**TAREFA 1:**
Nos registros, comece na linha que contém "Reviewer note: confirm that each instance of the car rear" e pare depois da linha que contém "[(912, 321), (994, 430), (785, 473)]". Reescreva essas linhas trocando "keypoint" por "landmark" e mantenha todo o resto igual.

A TEURGIA
SEXTA PARTE
Introdução ao estudo da Kabala mística e prática,
e a operatividade de suas Tradições
e seus Símbolos, visando a Teurgia
Robert Ambelain




Robert Ambelain nasceu no dia 2 de setembro de 1907, na cidade de Paris. No mundo profano, foi historiador, membro da Academia Nacional de História e da Associação dos Escritores de Língua Francesa.´ Foi iniciado nos Augustos Mistérios da Maçonaria em 26 de março (o Dictionnaire des Franc-Maçons Français, de Michel Gaudart de Soulages e de Hubert Lamant, não diz o ano da iniciação, apenas o dia e o mês), na Loja La Jérusalem des Vallés Égyptiennes, do Rito de Memphis-Misraïm. Em 24 de junho de 1941, Robert Ambelain foi elevado ao Grau de Companheiro e, em seguida, exaltado ao de Mestre. Logo depois, com outros maçons pertencentes à Resistência, funda a Loja Alexandria do Egito e o Capítulo respectivo. Para que pudesse manter a Maçonaria trabalhando durante a Ocupação, Robert Ambelain recebeu todos os graus do Rito Escocês Antigo e Aceito, até o 33º, todos os graus do Rito Escocês Retificado, incluindo o de Cavaleiro Benfeitor da Cidade Santa e o de Professo, todos os graus do Rito de Memphis-Misraïm e todos os graus do Rito Sueco, incluindo o de Cavaleiro do Templo. Robert Ambelain foi, também, Grão-Mestre ad vitam para a França e Grão-Mestre substituto mundial do Rito de Memphis-Misraïm, entre os anos de 1942 e 1944. Em 1962, foi alçado ao Grão-Mestrado mundial do Rito de Memphis-Misraïm. Em 1985, foi promovido a Grão-Mestre Mundial de Honra do Rito de Memphis-Misraïm. Foi agraciado, ainda, com os títulos de Grão-Mestre de Honra do Grande Oriente Misto do Brasil, Grão-Mestre de Honra do antigo Grande Oriente do Chile, Presidente do Supremo Conselho dos Ritos Confederados para a França, Grão-Mestre da França - do Rito Escocês Primitivo e Companheiro ymagier do Tour de France - da Union Compagnonnique dês Devoirs Unis, onde recebeu o nome de Parisien-la-Liberté.

**OS DADOS:**

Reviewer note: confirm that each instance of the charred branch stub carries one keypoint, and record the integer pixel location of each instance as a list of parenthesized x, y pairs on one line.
--
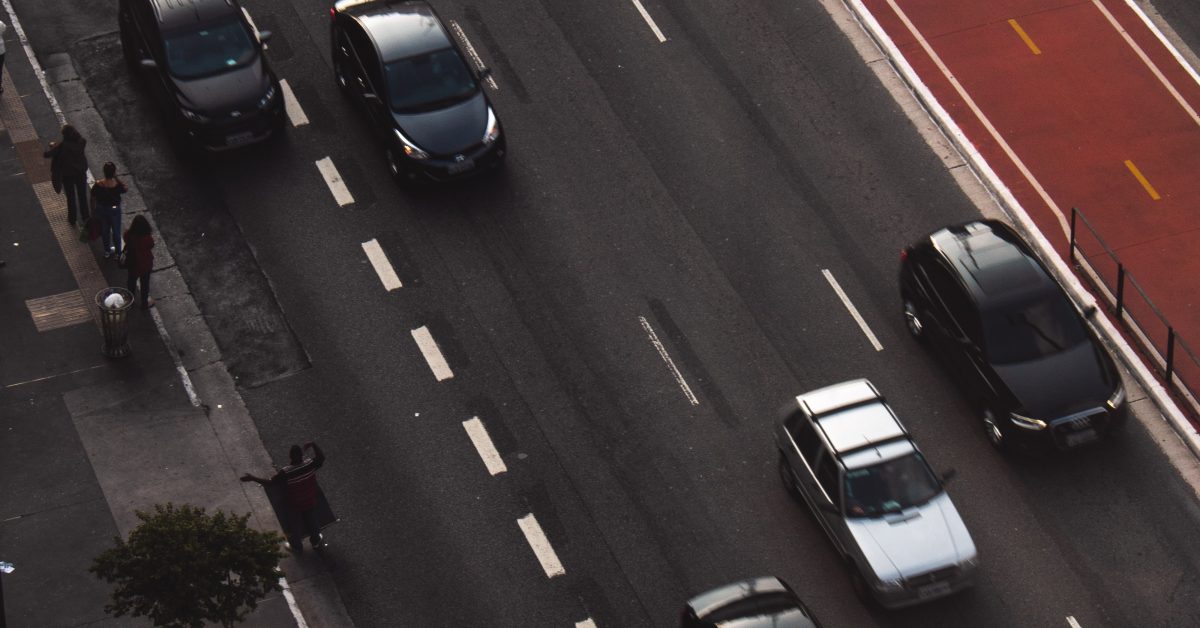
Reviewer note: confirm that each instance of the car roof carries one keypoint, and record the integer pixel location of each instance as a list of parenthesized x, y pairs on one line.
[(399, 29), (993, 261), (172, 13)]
* * *
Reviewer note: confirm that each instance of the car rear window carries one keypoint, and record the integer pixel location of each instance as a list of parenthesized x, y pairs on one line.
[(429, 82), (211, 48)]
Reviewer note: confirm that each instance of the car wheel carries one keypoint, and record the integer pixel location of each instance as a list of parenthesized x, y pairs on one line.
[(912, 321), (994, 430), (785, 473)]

**TAREFA 2:**
Liste, na ordem em que aparecem, todos os anos mencionados no trecho selecionado.

**RESULTADO DA TAREFA 1:**
Reviewer note: confirm that each instance of the car rear window carries one landmark, and record the integer pixel location of each instance as a list of parenthesized x, y pairs on one line.
[(429, 82), (211, 48)]
Reviewer note: confirm that each instance of the car wheel carries one landmark, and record the integer pixel location of each instance as a list of parenthesized x, y pairs on one line.
[(912, 321), (994, 430), (785, 473)]

**RESULTADO DA TAREFA 2:**
1907, 1941, 1942, 1944, 1962, 1985